* あなたの課題
本文のうち、「1963年大阪府生まれ。明治」を含む語句で始まり「代表取締役社長CEOとなる。」で終わる部分を、一字一句変えずに書き写してください。

----- 本文

株式会社USEN-NEXT HOLDINGS 宇野 康秀

Guest Profile

宇野 康秀(うの・やすひで)

1963年大阪府生まれ。明治学院大卒。リクルートコスモス(現コスモスイニシア)を経て、人材サービス会社のインテリジェンスを創設。大阪有線放送社の創業社長だった父の急逝に伴い、98年同社を後継。社名を有線ブロードネットワークスに改めブロードバンド事業へ進出。2005年に社名をUSENに変更。10年USEN代表取締役を辞任し、株式会社U-NEXTを立ち上げて社長に就任。USENから譲渡された動画配信サービス「U-NEXT」ほかBtoC事業を手がけ、14年12月には東証マザーズ、15年12月には東証一部へ上場を果たす。17年12月、USENとU-NEXTの経営を再び統合し、USENNEXTHOLDINGS 代表取締役社長CEOとなる。

特集経営統合により 「顧客持ち株会社」を設立 店舗や繁華街の スマート化にチャレンジする

1.【インタビュー特集】聞き手:本誌編集人 松室 哲生

2017年12月、新しいネットビジネスを展開するべく、BtoBをメインとする株式会社USENと、BtoCに長けた株式会社U-NEXTとが経営統合され、株式会社USEN-NEXT HOLDINGSが誕生する。
USEN、U-NEXTで代表取締役を務め、今後は新社の社長として、グループ経営の舵取りに専念する同社代表取締役社長CEO宇野康秀氏に、グループ再編と今後の事業展開について聞いた。



――2017年12月にUSENとU-NEXTの経営統合、USEN-NEXT HOLDINGSの設立を予定されています。その狙いについて、教えていただけますか。

<宇野>
 インターネットは、いまや社会インフラとして定着しました。IoT(モノのインターネット)、AI(人工知能)といった新しいITも次々と広まっています。それに伴い、スマートフォンでネットショッピングをするようになるなど、コンシューマサービスは激変しました。これからはBtoB、BtoBtoCも大きく変わるでしょう。そこで、そうした環境変化に適応できるよう、グループを再編することにしました。BtoBが得意なUSENやアルメックス、BtoC に長けたU-NEXTが一緒になれば、お互いに新しい客層にリーチできるし、新しいネットビジネスを展開できるといったシナジーが生まれるからです。

----------
----- 記録データ

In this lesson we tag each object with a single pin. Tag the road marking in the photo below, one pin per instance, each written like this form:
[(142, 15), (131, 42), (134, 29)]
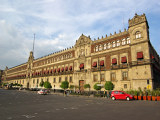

----------

* 解答
1963年大阪府生まれ。明治学院大卒。リクルートコスモス(現コスモスイニシア)を経て、人材サービス会社のインテリジェンスを創設。大阪有線放送社の創業社長だった父の急逝に伴い、98年同社を後継。社名を有線ブロードネットワークスに改めブロードバンド事業へ進出。2005年に社名をUSENに変更。10年USEN代表取締役を辞任し、株式会社U-NEXTを立ち上げて社長に就任。USENから譲渡された動画配信サービス「U-NEXT」ほかBtoC事業を手がけ、14年12月には東証マザーズ、15年12月には東証一部へ上場を果たす。17年12月、USENとU-NEXTの経営を再び統合し、USENNEXTHOLDINGS 代表取締役社長CEOとなる。